RECORDS TO PROCESS Start Marker
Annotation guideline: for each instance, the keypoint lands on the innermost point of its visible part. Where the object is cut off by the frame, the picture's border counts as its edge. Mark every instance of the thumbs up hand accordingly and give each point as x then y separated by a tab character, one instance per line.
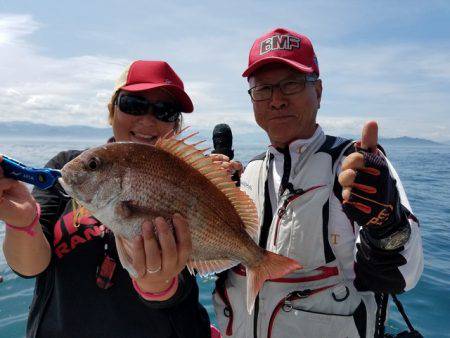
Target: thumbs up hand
369	193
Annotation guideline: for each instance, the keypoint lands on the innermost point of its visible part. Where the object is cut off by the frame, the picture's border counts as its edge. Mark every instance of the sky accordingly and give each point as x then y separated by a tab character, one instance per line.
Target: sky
382	60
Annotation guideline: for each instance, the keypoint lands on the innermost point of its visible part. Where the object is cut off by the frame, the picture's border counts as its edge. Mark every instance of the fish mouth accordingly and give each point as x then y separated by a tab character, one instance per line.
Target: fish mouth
143	138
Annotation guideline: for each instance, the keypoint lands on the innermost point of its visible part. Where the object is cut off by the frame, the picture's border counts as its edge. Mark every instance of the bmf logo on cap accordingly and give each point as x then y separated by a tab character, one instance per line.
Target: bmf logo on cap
277	42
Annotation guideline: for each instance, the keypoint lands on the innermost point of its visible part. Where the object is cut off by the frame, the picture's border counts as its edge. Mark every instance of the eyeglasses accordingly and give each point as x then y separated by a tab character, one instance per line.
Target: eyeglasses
139	106
287	87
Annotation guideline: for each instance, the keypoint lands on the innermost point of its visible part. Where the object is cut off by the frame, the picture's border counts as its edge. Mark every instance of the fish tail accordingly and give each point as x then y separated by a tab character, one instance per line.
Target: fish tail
272	266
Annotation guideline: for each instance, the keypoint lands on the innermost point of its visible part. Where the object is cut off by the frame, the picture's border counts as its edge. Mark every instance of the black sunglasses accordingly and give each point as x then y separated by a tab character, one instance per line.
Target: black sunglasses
138	106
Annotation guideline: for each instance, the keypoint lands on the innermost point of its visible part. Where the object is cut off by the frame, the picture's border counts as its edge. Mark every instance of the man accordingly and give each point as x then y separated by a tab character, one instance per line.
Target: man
335	206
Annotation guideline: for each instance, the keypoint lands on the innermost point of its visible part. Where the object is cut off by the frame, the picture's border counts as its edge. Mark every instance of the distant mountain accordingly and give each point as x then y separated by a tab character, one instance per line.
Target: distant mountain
34	130
408	141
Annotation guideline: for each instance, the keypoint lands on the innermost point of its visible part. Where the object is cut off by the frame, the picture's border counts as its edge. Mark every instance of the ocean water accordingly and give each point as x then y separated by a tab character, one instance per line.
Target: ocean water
425	173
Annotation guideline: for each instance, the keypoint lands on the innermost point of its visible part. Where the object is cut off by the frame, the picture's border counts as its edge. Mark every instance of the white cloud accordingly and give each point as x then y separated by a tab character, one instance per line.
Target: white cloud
15	27
38	88
403	85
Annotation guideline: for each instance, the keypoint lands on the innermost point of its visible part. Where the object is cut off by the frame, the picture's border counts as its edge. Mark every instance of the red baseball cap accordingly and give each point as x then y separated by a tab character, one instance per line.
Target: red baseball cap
283	46
144	75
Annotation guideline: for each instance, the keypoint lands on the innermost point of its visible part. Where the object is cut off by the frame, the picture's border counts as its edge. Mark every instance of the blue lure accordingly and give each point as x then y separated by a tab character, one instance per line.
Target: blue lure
43	178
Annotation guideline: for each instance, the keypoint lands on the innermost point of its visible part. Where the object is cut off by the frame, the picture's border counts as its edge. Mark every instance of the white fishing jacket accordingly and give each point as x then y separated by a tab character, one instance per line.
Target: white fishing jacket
333	295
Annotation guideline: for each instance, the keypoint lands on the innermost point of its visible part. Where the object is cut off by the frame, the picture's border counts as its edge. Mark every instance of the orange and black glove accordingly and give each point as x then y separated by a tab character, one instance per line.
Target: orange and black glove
374	199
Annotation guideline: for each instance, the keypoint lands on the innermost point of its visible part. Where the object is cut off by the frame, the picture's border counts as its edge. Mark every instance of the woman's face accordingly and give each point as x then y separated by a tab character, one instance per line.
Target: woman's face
141	129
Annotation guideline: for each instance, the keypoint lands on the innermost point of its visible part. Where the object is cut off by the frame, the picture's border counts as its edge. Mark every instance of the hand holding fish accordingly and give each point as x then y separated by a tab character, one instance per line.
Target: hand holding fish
369	193
161	256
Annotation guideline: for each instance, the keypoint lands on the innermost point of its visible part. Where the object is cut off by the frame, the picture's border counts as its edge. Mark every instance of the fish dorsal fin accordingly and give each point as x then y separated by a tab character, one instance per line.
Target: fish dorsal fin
215	174
208	267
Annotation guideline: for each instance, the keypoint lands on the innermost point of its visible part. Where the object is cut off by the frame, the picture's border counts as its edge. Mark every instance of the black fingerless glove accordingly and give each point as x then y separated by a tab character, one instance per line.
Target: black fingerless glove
374	201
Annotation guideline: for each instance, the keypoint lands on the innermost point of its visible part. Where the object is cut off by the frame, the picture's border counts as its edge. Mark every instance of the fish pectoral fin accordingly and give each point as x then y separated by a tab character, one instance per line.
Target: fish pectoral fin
124	258
207	267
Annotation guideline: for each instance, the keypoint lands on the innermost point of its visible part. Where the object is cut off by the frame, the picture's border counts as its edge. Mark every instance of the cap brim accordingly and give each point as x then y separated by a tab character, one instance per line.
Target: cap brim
273	59
179	94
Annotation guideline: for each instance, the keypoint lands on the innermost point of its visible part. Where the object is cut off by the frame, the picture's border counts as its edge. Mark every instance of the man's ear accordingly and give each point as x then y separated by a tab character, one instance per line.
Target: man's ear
111	113
318	88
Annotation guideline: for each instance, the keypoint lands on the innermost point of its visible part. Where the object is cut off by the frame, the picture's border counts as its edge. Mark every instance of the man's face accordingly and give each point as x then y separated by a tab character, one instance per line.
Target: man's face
286	118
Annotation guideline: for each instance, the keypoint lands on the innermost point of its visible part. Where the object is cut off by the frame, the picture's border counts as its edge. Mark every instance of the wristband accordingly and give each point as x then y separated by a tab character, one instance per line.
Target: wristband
156	295
29	229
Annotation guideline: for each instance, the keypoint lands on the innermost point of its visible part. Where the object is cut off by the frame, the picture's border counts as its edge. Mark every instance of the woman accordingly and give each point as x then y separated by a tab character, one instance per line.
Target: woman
81	288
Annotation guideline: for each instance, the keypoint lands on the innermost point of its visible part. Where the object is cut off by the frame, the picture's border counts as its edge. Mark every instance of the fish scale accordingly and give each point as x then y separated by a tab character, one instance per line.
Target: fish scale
123	184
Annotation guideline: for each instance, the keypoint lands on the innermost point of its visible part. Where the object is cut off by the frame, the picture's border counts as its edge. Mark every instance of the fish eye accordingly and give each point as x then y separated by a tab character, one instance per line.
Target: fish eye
93	163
RECORDS TO PROCESS End Marker
# GOAL OF THE EXERCISE
The entries above are to be retyped exactly, with each picture left out.

# PROBLEM SOLUTION
Annotation guideline: for each instance, the keypoint lands on the innermost point of its visible part. Where the object is cut off by the frame, the picture's border counts as its edge. Mark every instance of the thumbs up hand accordingly and give each point as x then y separated by a tab character, one instance per line.
Target: thumbs up hand
369	193
Annotation guideline: for each instance, the keypoint lands on the innermost point of its visible part. Where the object is cut off by the frame, the picture's border counts as its edge. Mark every instance of the sky accordingly and give each point as x then y separated by a tab character, one instance per line.
Target: sky
382	60
Annotation guideline: for each instance, the keypoint lands on the innermost point of its visible part. Where the object is cut off by the frame, the picture's border counts as its edge. Mark every instance of the fish mouth accordingly and give each point as x then y separated by a tab character, one instance per line.
Target: fish mouth
143	138
Annotation guideline: for each instance, the keypoint lands on the innermost point of its visible part. Where the object is cut off by the frame, the picture's border counts as its edge. Mark every instance of the bmf logo on cap accordingly and give each point as x then y separated by a tab character, one instance per line.
Target: bmf logo on cap
277	42
Annotation guideline: for each instance, the keypoint lands on the innermost point of its visible part. Where the object is cut off by the frame, the picture's border counts as its edge. Mark every instance of the eyeglasses accordingly and give each point as x then y separated by a tab character, one instance per line.
Target: eyeglasses
139	106
287	87
Annotation guideline: for each instance, the keypoint lands on the innermost point of its visible part. Where the object is cut off by the frame, the picture's border counts as its edge. Mark every instance of the fish tail accordingly and give each point as x then y separated by a tab character, one instance per line.
Target: fish tail
272	266
Annotation guideline: for each instance, the keypoint lands on the innermost point of its visible part. Where the object is cut off by the frame, the picture's border counts as its edge. Mark every instance of the black sunglasses accordingly and give each point as x then y separated by a tab character, one instance per line.
Target: black sunglasses
138	106
Annotation guideline: for each instance, the keypoint lands on the innermost point of its visible part. Where the object is cut off by the frame, the picture's border counts as its edge. Mark every instance of the man accordingly and give each point as x then y separated by a tab character, one instance per line.
Target: man
335	206
Annotation guideline: for each instance, the keypoint lands on the innermost point of its visible part. Where the object is cut off by the frame, the picture's border counts as its edge. Mark every instance of the distant mountain accordingly and give each point as x then y separated by a tab character, one instance per line.
Target: distant mountain
34	130
408	141
Annotation guideline: for each instance, the keypoint lands on the innermost point of its visible part. Where the object is cut off by the frame, the picture's border counts as its edge. Mark every instance of the ocean water accordingly and give each point as x then y separated by a tab character, one instance per line.
Target: ocean water
425	173
Annotation guideline: for each instance, the keypoint lands on the innermost point of its visible part. Where the object is cut off by the frame, the picture's border counts as its edge. Mark every instance of the white cloud accordingly and give each point as x then y separated by a tab character, one instance per line.
Target: white cloud
15	27
38	88
403	85
Annotation guideline: for each instance, the keypoint lands on the innermost point of its visible part. Where the object is cut off by the frame, the picture's border counts as its edge. Mark every instance of the red baseball cap accordingly and give each point as x then y separated by a tab character, one instance per line.
Target: red baseball cap
283	46
144	75
Annotation guideline: for each instance, the keypoint lands on the innermost point of its visible part. Where the object is cut off by the frame, the picture's border counts as its edge. Mark every instance of the blue lure accordingly and give each point as x then y separated by a tab character, one instance per line.
Target: blue lure
43	178
Annotation guideline: for each instance, the keypoint lands on the innermost point of its visible part. Where the object is cut off by the frame, the picture's border counts as its edge. Mark every instance of the white fishing jacket accordingly and give each point as x then y separated by a tab character, one instance per line.
Target: white fishing jacket
333	295
Annotation guideline: for each instance, the keypoint lands on the innermost point of its visible part. Where the object is cut off by the frame, the picture's border counts as its edge. Mark every instance of the orange and black glove accordingly and give each point as x then y separated by a tab character, one instance per line.
Target: orange and black glove
374	199
Annotation guideline: for each instance, the keypoint lands on the innermost point of its visible part. Where the object is cut off by the frame, the picture's border counts as its edge. Mark every instance of the woman's face accordingly and give each point as x then y separated by a tab character, one instance per line.
Target: woman's face
141	129
Annotation guideline: for each instance, the keypoint lands on the innermost point of its visible part. Where the object is cut off by the frame, the picture's border counts as its edge. Mark every instance of the hand holding fish accordingly and give each point as x then y separated by a tab character, one instance per line.
Target: hand holding fish
369	193
161	256
Annotation guideline: for each instance, the keypoint lands on the innermost point of its visible part. Where the object is cut off by the frame, the picture's border counts as its edge. Mark every instance of the fish dorsal fin accordingly and give each point as x then y separated by a tab character, one instance per line.
Target: fish dorsal fin
215	174
208	267
Annotation guideline: for each instance, the keypoint lands on the innermost point of its visible part. Where the object is cut off by the frame, the picture's border counts as its edge. Mark every instance of the black fingerless glove accordingly and give each point as x then y separated by a tab character, one instance per line.
Target: black fingerless glove
374	201
Annotation guideline: for each instance, the keypoint lands on the innermost point of its visible part. Where the object is cut off by the frame, the picture's border counts as its edge. Mark every instance of the fish pectoral fin accordingly and give each point as x then y separated by a tab character, one instance per line.
Target: fish pectoral fin
124	258
207	267
Annotation guideline: for each instance, the keypoint lands on the innermost point of its visible part. Where the object is cut off by the frame, the picture's border counts as its edge. Mark every instance of the cap brim accordingly and give each point as x then y separated by a tab character, one instance per line.
Target: cap brim
273	59
179	94
Annotation guideline: for each instance, the keypoint lands on the innermost point of its visible part. Where the object is cut off by the frame, the picture's border counts as its edge. Mark every instance of the man's ear accordingly and give each point as x then y separated by a tab character, one instance per line.
Target: man's ear
111	113
318	88
Annotation guideline: for each instance, the keypoint lands on the innermost point of its visible part. Where the object is cut off by the frame, the picture's border counts as its edge. Mark every instance of the man's face accordingly and give each point as x then y separated by a tab character, one instance per line.
Target: man's face
286	118
Annotation guideline: for each instance, the keypoint lands on the innermost point of its visible part. Where the object is cut off by the frame, the picture's border counts as its edge. Mark every instance of the wristband accordingly and give each point as x then y separated by a tab character, one instance per line.
Target: wristband
156	295
29	229
Annotation guideline: for each instance, the keypoint lands on the innermost point of its visible part. Where the object is cut off by the frame, the picture's border counts as its edge. Mark every instance of the woman accordingly and give each point as x then y separated by a tab character, one instance per line.
Target: woman
81	288
Annotation guideline: for each instance, the keypoint lands on the innermost point of its visible part. Where the object is cut off by the frame, the picture's border counts as its edge. Mark every instance of the fish scale accordingly and give each point as x then y separated by a tab character, one instance per line.
Target: fish scale
123	184
Annotation guideline: for each instance, the keypoint lands on the innermost point of its visible part. Where the object is cut off by the frame, the picture's border counts as its edge. Mark every instance of the fish eye accordingly and give each point as x then y separated by a tab character, one instance per line.
Target: fish eye
93	163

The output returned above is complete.